== TEXTO EXTRAÍDO ==
____________
Deseamos que modifiquen su estado anímico, solo nos importa el nuestro. Necesitamos que se tranquilicen para poder tranquilizarnos nosotros porque, de otro modo, no sabemos serenarnos. No nos damos cuenta de que debe ocurrir justo lo contrario. Es decir, cuando nuestros hijos se encuentran invadidos por sus emociones, lo que necesitan es una guía adulta, su madre o su padre —concreta y especialmente—, que les aporte serenidad, lucidez, apoyo y calma, no que desee con todas sus fuerzas que se callen ya y que paren su emoción de una vez.

Imagina que es uno de esos días en los que has dormido poco porque el insomnio ha hecho de las suyas, te has levantado y has discutido con tus hijos porque llegabais tarde al colegio, en el trabajo has tenido que lidiar con unos cuantos clientes soberbios, tu jefe no te ha dado el día libre para el cumpleaños de tu madre, te has enfadado con tu pareja porque no ha comprado nada de la lista que hicisteis conjuntamente la noche anterior. Entonces, llegas a casa deseando que todo vaya como la seda porque necesitas desconectar e irte a dormir pronto. Todo va medianamente bien hasta que llega la hora de acostar a los niños y observas que están muy nerviosos y que no quieren irse a la cama todavía (recuerda que las emociones se contagian y que, cuanto más irritados estemos nosotros, más lo notarán ellos, y pronto se propagará el nerviosismo en el hogar). Pero tú solo quieres que se acuesten ya; no piensas en ellos, ni en su día, ni en lo que han hecho, ni en si han tenido tiempo para jugar o no. Ni tan siquiera te das cuenta de que es media hora más temprano que de costumbre y que además es viernes, y ellos tienen ganas también de desconectar. Tú no piensas en nada; solo deseas que se duerman para irte a la cama, leer unas páginas de la novela que estás a punto de terminar y dormirte plácidamente sin pensar en nada más. En ese momento, pierdes los nervios y estallas. Tu cansancio acumulado sumado a todos los acontecimientos negativos del día se apodera de ti y no sabes contenerte: los metes en la cama de malos modos, les gritas, los haces callar, los comparas con sus primos diciéndoles que ellos son unos niños buenos y que ya están durmiendo, les apagas la luz, no prestas atención a su llanto ni sus reclamos, no atiendes sus necesidades físicas y emocionales; solo te reafirmas en que quieres silencio, y si no, ya verán... Los amenazas, estás tan alterada que les das miedo, pero a ti no te importa; no logras ver su interior ni eres capaz de mirar sus ojos vidriosos porque quieres que se duerman y poder descansar ya. Se duermen, por fin, y cuando vas a cerrar los ojos, ¡zas!, te preguntas: «Pero ¿qué he hecho?» Y vuelves a tener insomnio una noche más.
____________
== TAREA PLANTEADA 1 ==
Según el texto extraído, ¿qué necesitan los hijos cuando se encuentran invadidos por sus emociones?

== Registros de una colección de datos ==
____________
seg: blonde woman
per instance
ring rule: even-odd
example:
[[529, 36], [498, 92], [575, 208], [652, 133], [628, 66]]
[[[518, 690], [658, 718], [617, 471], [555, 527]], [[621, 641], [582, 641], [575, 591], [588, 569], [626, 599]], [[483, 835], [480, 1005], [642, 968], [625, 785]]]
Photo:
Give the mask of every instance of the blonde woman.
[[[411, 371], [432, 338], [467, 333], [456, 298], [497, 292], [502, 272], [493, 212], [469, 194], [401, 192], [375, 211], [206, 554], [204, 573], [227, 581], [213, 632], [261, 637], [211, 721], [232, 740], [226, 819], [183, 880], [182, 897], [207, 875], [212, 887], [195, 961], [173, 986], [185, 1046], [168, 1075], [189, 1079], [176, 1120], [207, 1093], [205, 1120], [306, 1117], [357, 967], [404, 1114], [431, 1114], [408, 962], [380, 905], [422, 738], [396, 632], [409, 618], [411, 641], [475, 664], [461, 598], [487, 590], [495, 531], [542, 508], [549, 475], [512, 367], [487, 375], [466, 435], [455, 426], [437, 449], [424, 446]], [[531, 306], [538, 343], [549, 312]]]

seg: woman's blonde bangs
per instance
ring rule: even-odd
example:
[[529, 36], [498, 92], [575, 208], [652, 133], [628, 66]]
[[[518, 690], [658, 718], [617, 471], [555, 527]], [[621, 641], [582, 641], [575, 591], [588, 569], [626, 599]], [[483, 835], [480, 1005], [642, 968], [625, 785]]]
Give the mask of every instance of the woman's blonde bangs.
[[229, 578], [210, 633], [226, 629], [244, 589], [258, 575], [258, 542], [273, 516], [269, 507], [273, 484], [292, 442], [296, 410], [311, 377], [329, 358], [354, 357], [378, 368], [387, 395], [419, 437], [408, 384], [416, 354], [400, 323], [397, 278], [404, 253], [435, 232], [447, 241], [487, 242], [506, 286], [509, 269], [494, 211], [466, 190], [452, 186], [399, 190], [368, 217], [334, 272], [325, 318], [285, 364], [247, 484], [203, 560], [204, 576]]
____________
== TAREA PLANTEADA 2 ==
Duplica sin ninguna modificación cada línea de los registros, desde la primera hasta la última.

== RESPUESTA COMPLETA 1 ==
Una guía adulta, su madre o su padre, que les aporte serenidad, lucidez, apoyo y calma.

== RESPUESTA COMPLETA 2 ==
seg: blonde woman
per instance
ring rule: even-odd
example:
[[529, 36], [498, 92], [575, 208], [652, 133], [628, 66]]
[[[518, 690], [658, 718], [617, 471], [555, 527]], [[621, 641], [582, 641], [575, 591], [588, 569], [626, 599]], [[483, 835], [480, 1005], [642, 968], [625, 785]]]
Photo:
Give the mask of every instance of the blonde woman.
[[[411, 371], [432, 338], [467, 333], [456, 298], [497, 292], [502, 272], [493, 212], [469, 194], [401, 192], [375, 211], [206, 554], [204, 573], [227, 581], [213, 632], [261, 637], [211, 721], [232, 740], [226, 819], [183, 880], [182, 897], [207, 875], [212, 887], [195, 961], [173, 986], [185, 1046], [168, 1075], [189, 1079], [176, 1120], [207, 1093], [205, 1120], [306, 1117], [357, 967], [404, 1114], [431, 1114], [408, 962], [380, 905], [422, 738], [396, 632], [409, 618], [411, 641], [475, 664], [461, 598], [487, 590], [495, 531], [542, 508], [549, 475], [512, 367], [487, 375], [466, 435], [455, 426], [437, 449], [424, 446]], [[531, 306], [538, 343], [549, 312]]]

seg: woman's blonde bangs
per instance
ring rule: even-odd
example:
[[529, 36], [498, 92], [575, 208], [652, 133], [628, 66]]
[[[518, 690], [658, 718], [617, 471], [555, 527]], [[621, 641], [582, 641], [575, 591], [588, 569], [626, 599]], [[483, 835], [480, 1005], [642, 968], [625, 785]]]
Give the mask of every instance of the woman's blonde bangs.
[[229, 578], [210, 633], [226, 629], [244, 589], [258, 575], [258, 542], [273, 516], [269, 507], [273, 484], [292, 442], [296, 410], [311, 377], [329, 358], [354, 357], [378, 368], [387, 395], [419, 437], [408, 384], [416, 354], [400, 323], [397, 278], [404, 253], [435, 232], [447, 241], [487, 242], [506, 286], [509, 269], [494, 211], [466, 190], [452, 186], [399, 190], [368, 217], [334, 272], [325, 318], [285, 364], [247, 484], [203, 560], [204, 576]]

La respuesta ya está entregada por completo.